**Given text:**
■ ■ ■ ■ ■ ■ ■
However, This analisis still does not tell me directly how well the uptake peak list correlate with the USS list. In order to graphically see how both list match each other I will calculate the distance of each uptake peak of the list to the nearest uptake USS (using the central C position). Then, I can plot this distance vs the uptake ratios of the uptake peaks.
I expect that this plot will look like the figure below:
I expect that most peaks will be just a few bases from the nearest USS (1 – 40 bases). Artefacts that were clasified as peaks but that are not real peaks are expected to be farther away (red arrows) from the nearest USS and are expected to have low uptake ratios, since they might not be eliminated by the cutoff argument chosen (0.5). If there were peaks that are not explained by a USS sequence, we would expect that this peaks should be farther away from a USS, but they would have a high uptake ratio (green arrows). This analisis, would tells us right away:
- how many uptake peaks are explained by the presence of a USS position nearby.
- how many uptake peaks have high uptake despite been far away from a USS position
Finally, to answer the question if a higher uptake score also means a higher uptake peak, I could plot a simple regression of both parameters and see how assess the slope of the regression. Based on what we have seen so far, it seems that increasing the USS score beyond a certain point does not increase uptake ratio any further. Of course this analysis would gives us only a rough idea since other factors such as interaction between more than one USS or interactions between positions in the USS motif are not included in the analysis.
The plot of distance to the nearest USS to uptake ratios of the uptake peak list is shown below.
By looking at the figure, I realized that there are a few things I did not taken in account.
- There are more points than what I expected further away from 200 bases. Some of those points have an uptake ratio between 3-5. This point could represent either true peaks that are far away from a USS or true peaks that are actually close to a USS, but that USS was not identified as such given the cutoff used to classify a position as a USSs using the uptake scoring function.
- When I identified uptake peaks using the R function, I trimmed all peak lower than a variable called “cut”. The cuttoff chosen was 0.5. However, by comparing the number of USS identified by the scoring fuction and the number of peaks identified by the peak finder function, I can see that the number of USS (1391) is higher than the number of peaks (1273). This means that some peaks could have been eliminated by setting the cuttoff too high. This might not change the analysis much (in any case it is better to be conservative with any analysis), but I will repeat the analysis using a lower cutoff to see what happen.
As a result I can see than 80.2% of the peaks identified are closer than 200 bases from a USS position, and 77.7% of the uptake peaks are closer than 100 bases from a USS position. This results show that USSs explained a big percent of the uptake peaks seen in the data. Now the question is what happen with the rest 20%. Are they a result of artefacts of the analysis? or are they really far away from a USS?
The other analysis that I did was the regression of uptake scores vs the uptake ratios of the uptake peak list. The regression clearly show no association. In other words among peaks, increasing the USS score further does not increase uptake.
Note: In this figure I used the re-calculated uptake ratios (summing 1 read to the input to avoid having missing values) in order to mke the regression work.
■ ■ ■ ■ ■ ■ ■
**Data under study:**
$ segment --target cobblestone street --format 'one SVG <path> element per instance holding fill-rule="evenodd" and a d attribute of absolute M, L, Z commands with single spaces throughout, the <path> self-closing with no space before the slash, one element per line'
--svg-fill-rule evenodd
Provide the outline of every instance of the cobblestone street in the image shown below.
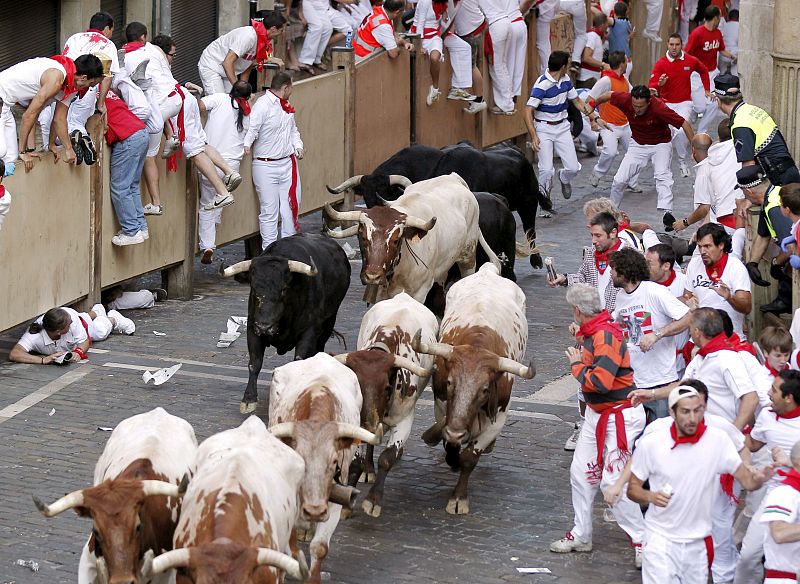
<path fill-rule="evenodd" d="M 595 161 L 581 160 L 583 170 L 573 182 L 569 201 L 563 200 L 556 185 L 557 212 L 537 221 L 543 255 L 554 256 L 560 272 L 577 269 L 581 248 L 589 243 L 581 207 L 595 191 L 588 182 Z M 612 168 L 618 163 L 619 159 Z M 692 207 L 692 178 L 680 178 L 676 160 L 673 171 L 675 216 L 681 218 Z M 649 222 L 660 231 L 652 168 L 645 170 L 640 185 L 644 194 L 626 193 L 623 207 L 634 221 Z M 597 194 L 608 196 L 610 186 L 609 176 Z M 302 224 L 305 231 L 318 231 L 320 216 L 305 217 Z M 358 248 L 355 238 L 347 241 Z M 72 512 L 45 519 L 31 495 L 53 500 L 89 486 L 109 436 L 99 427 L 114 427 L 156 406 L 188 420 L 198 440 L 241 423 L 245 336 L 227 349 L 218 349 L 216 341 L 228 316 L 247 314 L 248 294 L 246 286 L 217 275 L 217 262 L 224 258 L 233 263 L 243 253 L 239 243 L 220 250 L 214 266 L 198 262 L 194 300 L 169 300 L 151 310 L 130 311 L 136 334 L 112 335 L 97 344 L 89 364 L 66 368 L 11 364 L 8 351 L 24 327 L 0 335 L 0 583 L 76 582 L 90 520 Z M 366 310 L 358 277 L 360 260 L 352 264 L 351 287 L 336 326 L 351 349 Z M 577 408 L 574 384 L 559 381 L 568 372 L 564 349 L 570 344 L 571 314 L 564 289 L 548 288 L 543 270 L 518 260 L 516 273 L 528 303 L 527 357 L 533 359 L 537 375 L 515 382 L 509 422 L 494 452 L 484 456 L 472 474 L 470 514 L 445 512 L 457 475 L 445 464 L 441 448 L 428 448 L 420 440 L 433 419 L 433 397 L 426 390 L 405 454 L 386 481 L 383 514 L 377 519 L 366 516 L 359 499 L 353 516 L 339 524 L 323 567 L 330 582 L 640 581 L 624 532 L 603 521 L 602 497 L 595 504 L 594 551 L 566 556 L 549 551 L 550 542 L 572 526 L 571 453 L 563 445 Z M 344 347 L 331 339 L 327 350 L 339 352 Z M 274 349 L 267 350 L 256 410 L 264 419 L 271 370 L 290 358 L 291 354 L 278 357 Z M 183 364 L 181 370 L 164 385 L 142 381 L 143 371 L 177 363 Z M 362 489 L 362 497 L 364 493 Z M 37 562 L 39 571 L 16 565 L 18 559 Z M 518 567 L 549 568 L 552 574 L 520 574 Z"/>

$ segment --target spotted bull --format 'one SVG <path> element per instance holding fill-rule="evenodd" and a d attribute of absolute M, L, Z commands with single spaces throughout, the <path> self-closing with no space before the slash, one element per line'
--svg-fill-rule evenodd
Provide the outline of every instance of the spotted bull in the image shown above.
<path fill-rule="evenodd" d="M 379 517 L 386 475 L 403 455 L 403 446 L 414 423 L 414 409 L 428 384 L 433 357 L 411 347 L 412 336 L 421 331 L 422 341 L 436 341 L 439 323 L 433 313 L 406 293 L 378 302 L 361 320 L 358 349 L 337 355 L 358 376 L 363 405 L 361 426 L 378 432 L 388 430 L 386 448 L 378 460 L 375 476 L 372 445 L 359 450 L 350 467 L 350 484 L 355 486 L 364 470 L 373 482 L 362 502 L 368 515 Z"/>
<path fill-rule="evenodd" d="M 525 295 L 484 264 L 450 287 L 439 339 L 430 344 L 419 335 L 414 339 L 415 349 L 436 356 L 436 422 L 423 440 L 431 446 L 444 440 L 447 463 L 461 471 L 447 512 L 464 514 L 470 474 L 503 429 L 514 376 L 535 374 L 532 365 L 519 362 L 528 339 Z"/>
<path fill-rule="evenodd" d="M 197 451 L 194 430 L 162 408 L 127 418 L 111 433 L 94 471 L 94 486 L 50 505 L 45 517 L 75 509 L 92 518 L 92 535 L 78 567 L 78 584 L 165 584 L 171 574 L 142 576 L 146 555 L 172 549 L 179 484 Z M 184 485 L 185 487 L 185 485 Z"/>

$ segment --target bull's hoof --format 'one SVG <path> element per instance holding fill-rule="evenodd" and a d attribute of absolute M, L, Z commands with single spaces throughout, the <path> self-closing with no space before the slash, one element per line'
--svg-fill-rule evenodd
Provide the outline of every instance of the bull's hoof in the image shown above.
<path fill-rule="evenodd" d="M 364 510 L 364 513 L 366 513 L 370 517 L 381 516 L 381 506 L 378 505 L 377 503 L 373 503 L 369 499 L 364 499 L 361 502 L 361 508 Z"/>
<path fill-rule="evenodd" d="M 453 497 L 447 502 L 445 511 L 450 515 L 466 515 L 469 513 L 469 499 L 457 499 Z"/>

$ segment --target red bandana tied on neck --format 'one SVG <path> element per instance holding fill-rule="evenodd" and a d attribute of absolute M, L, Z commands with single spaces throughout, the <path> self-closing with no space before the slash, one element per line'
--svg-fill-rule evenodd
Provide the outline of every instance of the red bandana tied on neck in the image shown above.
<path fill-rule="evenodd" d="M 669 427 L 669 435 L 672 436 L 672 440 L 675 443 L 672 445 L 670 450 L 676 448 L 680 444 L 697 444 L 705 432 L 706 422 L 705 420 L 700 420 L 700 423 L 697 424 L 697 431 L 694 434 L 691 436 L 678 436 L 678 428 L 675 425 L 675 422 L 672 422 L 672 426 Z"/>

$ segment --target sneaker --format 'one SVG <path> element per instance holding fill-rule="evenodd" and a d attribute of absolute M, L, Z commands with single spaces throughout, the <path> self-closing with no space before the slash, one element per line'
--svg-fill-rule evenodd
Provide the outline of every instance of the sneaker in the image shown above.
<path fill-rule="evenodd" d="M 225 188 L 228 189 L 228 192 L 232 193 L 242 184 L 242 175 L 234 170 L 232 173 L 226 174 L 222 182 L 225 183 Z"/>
■ ■ ■ ■ ■ ■ ■
**Exercises:**
• 1. Based on the uptake peak analysis, say whether each statement agrees with it, answering yes or no and quoting the words that decide it: (a) the cutoff used to trim peaks was 0.5; (b) the scoring function identified fewer USSs than the peak finder identified peaks; (c) the regression found a strong association between uptake scores and uptake ratios.
• 2. In the uptake peak analysis, what percentage of the uptake peaks are closer than 100 bases from a USS position?
The data are not needed for what follows.

**Results in order:**
• 1.
(a) Yes: "The cuttoff chosen was 0.5."
(b) No: "the number of USS (1391) is higher than the number of peaks (1273)."
(c) No: "The regression clearly show no association."

• 2. 77.7% of the uptake peaks are closer than 100 bases from a USS position.